**Required work**
Swap "in this photo" for "in this image" everywhere in the listing below, leaving everything else unchanged. Omit the pictures from your answer.

Part of a data file:
^^^^^^^^

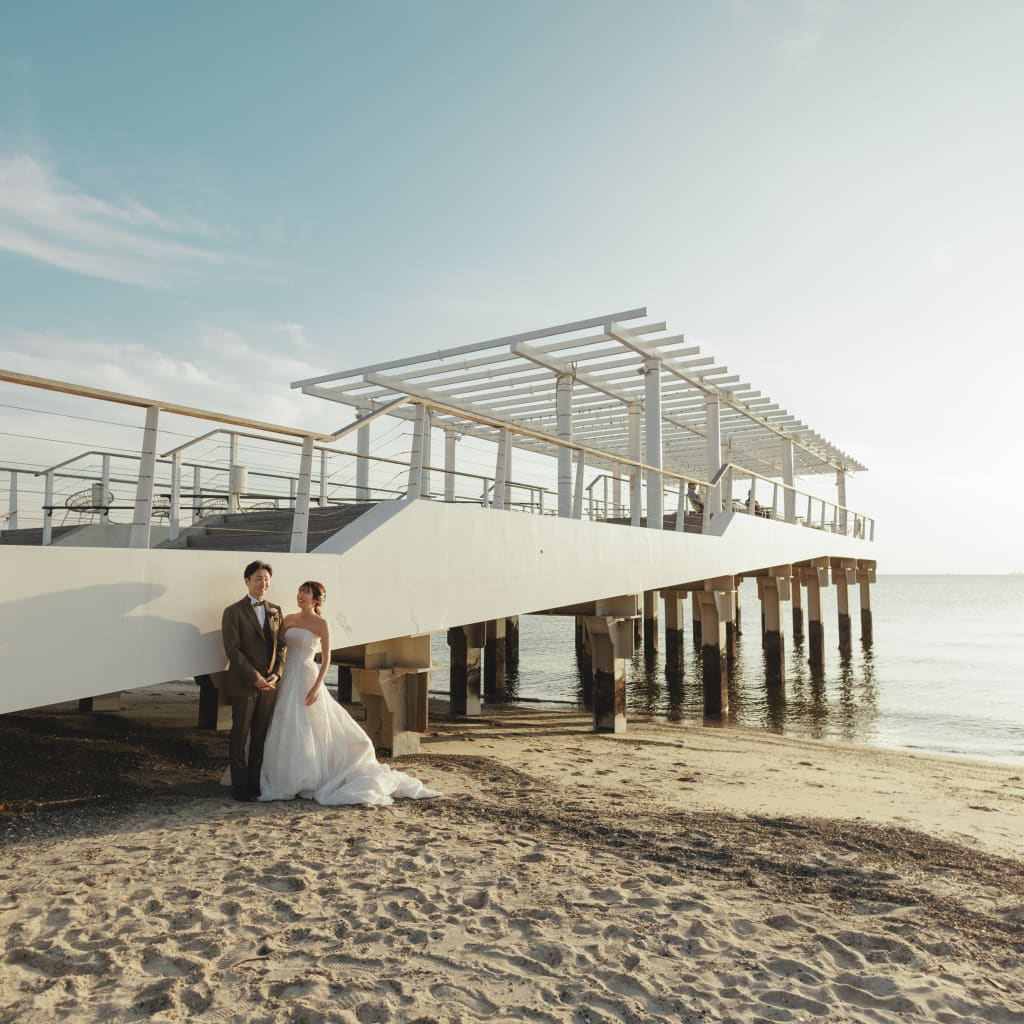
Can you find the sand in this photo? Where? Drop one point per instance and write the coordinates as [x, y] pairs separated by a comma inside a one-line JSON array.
[[670, 873]]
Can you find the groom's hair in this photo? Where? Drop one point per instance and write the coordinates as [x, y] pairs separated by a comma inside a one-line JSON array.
[[253, 567]]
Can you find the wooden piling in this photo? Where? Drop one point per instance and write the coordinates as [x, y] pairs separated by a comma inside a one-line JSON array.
[[495, 653], [466, 643]]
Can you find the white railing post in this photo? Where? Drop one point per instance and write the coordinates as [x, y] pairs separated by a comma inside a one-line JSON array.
[[300, 519], [451, 437], [563, 423], [174, 512], [415, 486], [363, 463], [142, 516], [104, 480], [12, 502], [48, 507], [636, 486], [652, 443]]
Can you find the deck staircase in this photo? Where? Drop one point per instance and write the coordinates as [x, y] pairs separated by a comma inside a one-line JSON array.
[[265, 530]]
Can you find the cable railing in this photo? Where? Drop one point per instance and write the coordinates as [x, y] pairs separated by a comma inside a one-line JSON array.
[[179, 495]]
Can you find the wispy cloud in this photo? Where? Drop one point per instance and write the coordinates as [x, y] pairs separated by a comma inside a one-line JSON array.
[[48, 219]]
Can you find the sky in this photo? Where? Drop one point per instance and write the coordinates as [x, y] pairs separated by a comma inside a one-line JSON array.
[[203, 202]]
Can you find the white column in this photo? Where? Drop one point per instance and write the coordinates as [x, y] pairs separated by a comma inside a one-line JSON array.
[[48, 507], [451, 436], [428, 425], [652, 442], [300, 519], [363, 463], [790, 501], [636, 487], [841, 499], [501, 471], [415, 488], [174, 513], [12, 502], [713, 430], [104, 480], [563, 413], [139, 537], [578, 495]]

^^^^^^^^

**Result below**
Can you find the sand in this image? Where? Drop one point per instance and write the coordinates as [x, y] pairs separated by a comma inside a one-line JSON array.
[[670, 873]]
Can you find the groom's hair in this image? Where? Drop one point per instance and write the coordinates as [x, y] pairs separated by a comma inside a one-line JSON array.
[[253, 567]]
Can you find the wooden piling in this image? Where? Drop one point per instance and write the coordinates as [x, y] pairs separated by a comma inside a one-line JSON array.
[[495, 653], [466, 643]]
Can you find the white railing post in this image? Where? Drop one point per instance and write the coordinates as [x, y] pairs separated by a comma inside a one-line JSON array.
[[300, 519], [451, 437], [563, 423], [174, 512], [415, 486], [363, 463], [142, 516], [104, 480], [12, 502], [48, 507], [636, 486], [652, 443]]
Can you find the deck staircase in this image? Where? Drop one point per instance and write the coordinates as [x, y] pairs separated by a comma inside a one-line JSON array.
[[265, 530]]
Can you find the cable railing in this image? Where? Drop one point per instance and write the coordinates as [x, y] pairs separated by a comma inside a one-line JSON array.
[[179, 495]]
Can you find the wispy cloud in this image? Where? Drop one point per instance and write the coordinates as [x, y] pairs separated by a comma inside a one-line JSON array.
[[48, 219]]
Can you find the sky in this image? Where? Drop one point per instance and write the coordinates as [x, y] pairs separated by a comma inside a one-line JSON array.
[[203, 202]]
Can you find the white column in this image? Where? Drop one point per instance and write the coordinates as [x, y] pairs separated by a comma inside a one-line JSON array.
[[48, 507], [451, 436], [428, 425], [652, 442], [300, 519], [363, 463], [790, 501], [636, 487], [841, 499], [501, 471], [415, 488], [174, 513], [12, 502], [713, 430], [104, 480], [563, 413], [139, 537], [578, 495]]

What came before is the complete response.